Dataset items:
"""

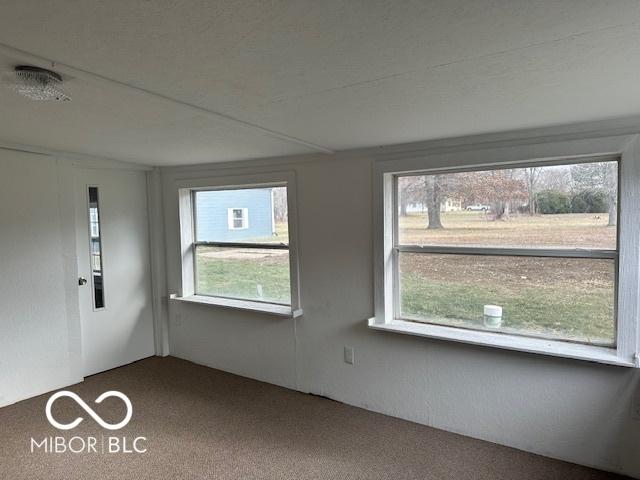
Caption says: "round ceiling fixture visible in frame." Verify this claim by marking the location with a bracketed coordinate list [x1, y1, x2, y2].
[12, 65, 71, 102]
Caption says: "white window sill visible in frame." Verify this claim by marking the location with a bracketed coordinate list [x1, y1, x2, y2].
[170, 295, 302, 318]
[368, 318, 636, 367]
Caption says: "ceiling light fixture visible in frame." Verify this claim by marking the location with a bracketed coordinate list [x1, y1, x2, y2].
[12, 65, 71, 102]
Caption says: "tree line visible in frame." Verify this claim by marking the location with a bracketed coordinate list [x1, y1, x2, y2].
[398, 162, 618, 229]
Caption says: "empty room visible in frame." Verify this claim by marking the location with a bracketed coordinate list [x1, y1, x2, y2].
[0, 0, 640, 480]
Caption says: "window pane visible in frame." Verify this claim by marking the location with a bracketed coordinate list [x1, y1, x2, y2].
[89, 187, 104, 308]
[196, 245, 291, 305]
[397, 162, 618, 250]
[399, 253, 615, 345]
[195, 187, 289, 245]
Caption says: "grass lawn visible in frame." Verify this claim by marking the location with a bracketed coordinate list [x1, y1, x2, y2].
[399, 211, 616, 249]
[400, 254, 615, 345]
[196, 247, 291, 304]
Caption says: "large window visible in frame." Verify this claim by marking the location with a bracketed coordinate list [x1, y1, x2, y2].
[174, 173, 302, 316]
[394, 161, 618, 346]
[369, 135, 640, 366]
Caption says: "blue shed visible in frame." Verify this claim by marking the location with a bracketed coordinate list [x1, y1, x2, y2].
[195, 188, 275, 242]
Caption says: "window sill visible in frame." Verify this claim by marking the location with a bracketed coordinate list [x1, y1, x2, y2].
[170, 295, 302, 318]
[369, 318, 636, 367]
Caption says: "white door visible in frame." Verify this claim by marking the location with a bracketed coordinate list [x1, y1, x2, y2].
[75, 168, 154, 376]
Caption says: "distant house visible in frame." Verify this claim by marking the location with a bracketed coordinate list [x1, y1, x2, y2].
[440, 198, 462, 212]
[195, 188, 275, 242]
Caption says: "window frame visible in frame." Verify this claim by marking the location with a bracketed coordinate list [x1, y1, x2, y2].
[227, 207, 249, 230]
[171, 172, 303, 318]
[368, 135, 640, 366]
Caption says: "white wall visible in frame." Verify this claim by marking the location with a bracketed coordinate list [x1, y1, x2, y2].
[0, 149, 82, 406]
[163, 139, 640, 476]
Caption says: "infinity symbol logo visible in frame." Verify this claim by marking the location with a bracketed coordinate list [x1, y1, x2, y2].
[45, 390, 133, 430]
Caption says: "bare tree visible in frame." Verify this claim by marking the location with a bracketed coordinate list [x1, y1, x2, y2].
[449, 169, 528, 220]
[524, 167, 542, 215]
[424, 175, 445, 230]
[398, 175, 425, 217]
[571, 162, 618, 227]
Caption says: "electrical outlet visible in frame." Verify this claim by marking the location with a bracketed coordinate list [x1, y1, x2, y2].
[344, 346, 355, 365]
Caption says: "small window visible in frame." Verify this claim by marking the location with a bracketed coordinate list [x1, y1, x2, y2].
[88, 187, 104, 310]
[227, 208, 249, 230]
[193, 186, 291, 305]
[392, 161, 618, 347]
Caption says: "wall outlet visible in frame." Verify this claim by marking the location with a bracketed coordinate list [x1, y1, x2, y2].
[344, 347, 355, 365]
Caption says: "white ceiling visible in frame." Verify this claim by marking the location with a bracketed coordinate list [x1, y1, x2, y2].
[0, 0, 640, 165]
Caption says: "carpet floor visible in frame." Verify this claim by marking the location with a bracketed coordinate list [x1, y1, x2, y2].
[0, 357, 622, 480]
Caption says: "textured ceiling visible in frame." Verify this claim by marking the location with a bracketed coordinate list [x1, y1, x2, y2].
[0, 0, 640, 165]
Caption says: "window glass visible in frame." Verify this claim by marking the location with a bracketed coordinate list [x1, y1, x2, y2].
[394, 161, 618, 346]
[89, 187, 104, 309]
[194, 187, 289, 245]
[194, 186, 291, 305]
[397, 161, 618, 250]
[196, 245, 291, 305]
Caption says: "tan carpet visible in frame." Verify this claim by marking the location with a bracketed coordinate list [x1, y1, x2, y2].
[0, 357, 632, 480]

"""

Directive. Reproduce verbatim the lines above, beginning with the one that contains "house visible in" and ending with the one that contains "[163, 139, 640, 476]".

Output for this task.
Caption says: "distant house visible in frame." Verify this claim by marking the location with a bracketed coordinate list [x1, y1, x2, y2].
[440, 198, 462, 212]
[195, 188, 275, 242]
Caption says: "window frame visible in frame." Verify this claim by marking the location with a bracketed coordinate list [x1, y1, x2, y2].
[227, 207, 249, 230]
[171, 172, 303, 318]
[368, 135, 640, 366]
Caption says: "white wall visible in frame." Verify this claim by marking the location with a bracketed coordinate list [x1, y1, x2, y2].
[0, 149, 82, 406]
[163, 139, 640, 476]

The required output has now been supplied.